_Objective 1:_ Summarize the article on Simone Biles at the Paris Games in two sentences.
_Objective 2:_ According to the article on Simone Biles, how many diamonds encrust the goat-shaped charm on her necklace?
_Objective 3:_ Translate this sentence from the article on Simone Biles into Spanish: "Biles stepped out of bounds twice during the routine, which was by far the most difficult that any of the finalists attempted."

She sealed her legacy with four medals at the Paris Games. She created it by being herself and going at her own pace.
To end the Olympics she once thought would never happen for her, Simone Biles began her floor exercise routine and did what she was made to do: flip and twist and thrill an arena filled with people there to watch her.
Every time Biles, the most decorated gymnast in history, landed one of her wildly difficult tumbling passes, the crowd seemed to shout, “Wow!” all at once. And when she was done, standing alone on the floor in her sparkly leotard, the spectators rose to honour her – perhaps as much for her entire career as for a brilliant but flawed floor routine.
Biles stepped out of bounds twice during the routine, which was by far the most difficult that any of the finalists attempted. As a result, she did not win, as expected. Instead, she received the silver medal, while Rebeca Andrade of Brazil, her rival, won the gold by just over three one-hundredths of a point. American Jordan Chiles, one of Biles’ closest friends, won the bronze.
When Chiles’ bronze medal was announced, she cried – and Biles smiled and laughed while hugging her.
Three years earlier, Biles withdrew from nearly all of her events at the Tokyo Games after becoming disoriented in the air, a moment that prompted her to consider quitting the sport. This week, she finished the Paris Games with three gold medals and one silver. (Earlier in the day, she finished fifth on the balance beam after losing points because of a fall.)
Her imperfect final performances did little to dull her lustre at these Games. On each day she competed, celebrities dotted the stands, making gymnastics – already a marquee sport of the Olympics – seem like the hippest club in Paris. There were Lady Gaga, Tom Cruise and Ariana Grande, and sports legends including Serena Williams, Michael Phelps and Stephen Curry. After a day at the water polo venue, Flavor Flav, the rapper, said how much he admired Biles and wanted “to meet her, shake her hand and give her a hug and tell her how proud I am of her”.
“Not too many Black athletes right now is doing what she’s done,” he said.
Billie Jean King, the tennis champion and longtime proponent of women’s equality in sports, said she “wouldn’t miss Biles’ performance for anything”.
Monday’s floor competition would be perhaps the final Olympic performance for Biles, who is known to her mother as Little Turtle, for reasons that take some explaining.
Growing confidence
Biles arrived at the athletes’ village at the Paris Games with her confidence growing by the day. Still, in the back of her mind was the possibility that she would have flashbacks from Tokyo and that her troubles from those Games would return. So in Paris, she placed reminders of her gymnastics genius and legacy everywhere.
On her twin bed was a brown stuffed goat to commemorate her as the greatest of all time, or GOAT, of gymnastics. On the wall above her bed was a cutout picture of a goat’s head.
And tucked away in a grey velvet box was a necklace with a goat-shaped charm encrusted in 546 diamonds. She had ordered it around the time she won the US Olympic trials and would put it around her neck at the Olympics when she thought the time was right.

_Data listing:_
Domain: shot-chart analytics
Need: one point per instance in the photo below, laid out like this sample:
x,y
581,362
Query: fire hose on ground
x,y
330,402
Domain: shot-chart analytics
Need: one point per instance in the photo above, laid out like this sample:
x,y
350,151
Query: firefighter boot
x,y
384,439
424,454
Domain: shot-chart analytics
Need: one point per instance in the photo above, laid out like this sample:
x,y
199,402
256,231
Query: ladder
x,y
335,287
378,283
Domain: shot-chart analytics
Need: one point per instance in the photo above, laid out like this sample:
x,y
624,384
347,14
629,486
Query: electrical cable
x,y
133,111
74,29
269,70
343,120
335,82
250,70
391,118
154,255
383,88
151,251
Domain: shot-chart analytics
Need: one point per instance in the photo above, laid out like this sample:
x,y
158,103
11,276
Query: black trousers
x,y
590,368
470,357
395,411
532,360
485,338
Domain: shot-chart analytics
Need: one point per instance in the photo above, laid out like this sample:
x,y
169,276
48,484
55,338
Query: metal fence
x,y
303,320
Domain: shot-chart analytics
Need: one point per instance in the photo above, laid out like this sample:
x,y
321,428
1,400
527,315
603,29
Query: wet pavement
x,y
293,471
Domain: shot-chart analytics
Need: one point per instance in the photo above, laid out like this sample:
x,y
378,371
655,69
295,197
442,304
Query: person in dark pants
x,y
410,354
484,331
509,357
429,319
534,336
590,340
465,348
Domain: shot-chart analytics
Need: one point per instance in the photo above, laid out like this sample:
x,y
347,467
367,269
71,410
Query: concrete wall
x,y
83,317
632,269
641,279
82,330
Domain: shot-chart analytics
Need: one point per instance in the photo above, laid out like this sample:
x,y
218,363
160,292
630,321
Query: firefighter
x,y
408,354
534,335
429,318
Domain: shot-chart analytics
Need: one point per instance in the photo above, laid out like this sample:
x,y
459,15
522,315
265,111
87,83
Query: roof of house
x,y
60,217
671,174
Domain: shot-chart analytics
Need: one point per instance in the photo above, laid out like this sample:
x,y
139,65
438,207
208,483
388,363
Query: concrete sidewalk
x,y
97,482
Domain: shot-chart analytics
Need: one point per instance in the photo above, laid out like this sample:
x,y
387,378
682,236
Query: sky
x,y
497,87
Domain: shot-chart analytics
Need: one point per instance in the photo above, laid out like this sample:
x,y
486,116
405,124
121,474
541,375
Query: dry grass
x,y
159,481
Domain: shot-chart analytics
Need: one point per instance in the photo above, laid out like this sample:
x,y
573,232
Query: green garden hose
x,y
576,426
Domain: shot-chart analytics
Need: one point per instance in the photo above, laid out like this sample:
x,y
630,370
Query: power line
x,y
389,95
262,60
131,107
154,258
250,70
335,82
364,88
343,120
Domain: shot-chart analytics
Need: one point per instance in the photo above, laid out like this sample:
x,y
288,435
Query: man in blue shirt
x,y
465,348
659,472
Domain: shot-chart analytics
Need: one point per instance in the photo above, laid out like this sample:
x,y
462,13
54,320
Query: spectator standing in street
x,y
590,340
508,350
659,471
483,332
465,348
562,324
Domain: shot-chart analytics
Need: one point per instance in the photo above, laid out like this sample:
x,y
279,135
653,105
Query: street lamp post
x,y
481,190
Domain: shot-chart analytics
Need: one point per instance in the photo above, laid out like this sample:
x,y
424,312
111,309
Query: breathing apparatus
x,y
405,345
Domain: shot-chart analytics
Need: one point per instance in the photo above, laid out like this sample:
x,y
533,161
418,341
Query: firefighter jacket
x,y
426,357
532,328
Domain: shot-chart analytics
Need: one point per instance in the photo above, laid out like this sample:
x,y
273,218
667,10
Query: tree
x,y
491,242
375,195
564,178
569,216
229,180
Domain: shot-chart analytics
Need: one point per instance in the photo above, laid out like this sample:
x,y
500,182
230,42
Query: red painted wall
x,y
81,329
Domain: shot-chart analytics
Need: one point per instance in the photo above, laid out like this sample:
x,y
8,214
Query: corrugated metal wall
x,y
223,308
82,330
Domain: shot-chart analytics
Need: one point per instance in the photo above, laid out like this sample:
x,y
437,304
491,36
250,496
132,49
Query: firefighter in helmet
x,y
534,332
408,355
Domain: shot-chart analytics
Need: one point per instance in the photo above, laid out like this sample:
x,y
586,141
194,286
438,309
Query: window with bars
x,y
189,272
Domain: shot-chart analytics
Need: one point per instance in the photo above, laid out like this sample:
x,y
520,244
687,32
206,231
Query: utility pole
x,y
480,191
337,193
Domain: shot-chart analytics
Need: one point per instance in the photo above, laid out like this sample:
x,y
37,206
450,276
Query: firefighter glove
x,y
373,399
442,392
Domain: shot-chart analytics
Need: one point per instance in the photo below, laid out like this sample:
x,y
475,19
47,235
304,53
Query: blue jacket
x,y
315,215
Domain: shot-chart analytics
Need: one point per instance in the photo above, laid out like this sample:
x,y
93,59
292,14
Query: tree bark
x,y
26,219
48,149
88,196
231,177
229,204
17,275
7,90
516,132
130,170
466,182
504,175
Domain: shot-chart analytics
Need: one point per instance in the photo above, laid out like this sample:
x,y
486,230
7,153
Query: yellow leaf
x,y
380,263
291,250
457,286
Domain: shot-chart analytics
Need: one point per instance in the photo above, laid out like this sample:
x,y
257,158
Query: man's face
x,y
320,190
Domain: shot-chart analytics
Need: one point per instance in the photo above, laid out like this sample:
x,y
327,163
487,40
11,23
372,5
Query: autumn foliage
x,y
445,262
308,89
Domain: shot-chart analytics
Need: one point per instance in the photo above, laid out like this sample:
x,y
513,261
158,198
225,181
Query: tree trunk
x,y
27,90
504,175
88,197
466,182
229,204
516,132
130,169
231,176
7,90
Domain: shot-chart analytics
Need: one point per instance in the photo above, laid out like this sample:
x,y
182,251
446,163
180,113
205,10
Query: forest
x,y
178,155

_Task response 1:_ Simone Biles finished the Paris Games with three gold medals and one silver, taking silver on floor behind Brazil's Rebeca Andrade after stepping out of bounds twice, while her friend Jordan Chiles won bronze. Three years after withdrawing from nearly all her events in Tokyo, she arrived in Paris with growing confidence and placed goat-themed reminders of her gymnastics legacy around her room.

_Task response 2:_ 546 diamonds.

_Task response 3:_ Biles se salió de los límites dos veces durante la rutina, que fue, con diferencia, la más difícil que intentó cualquiera de las finalistas.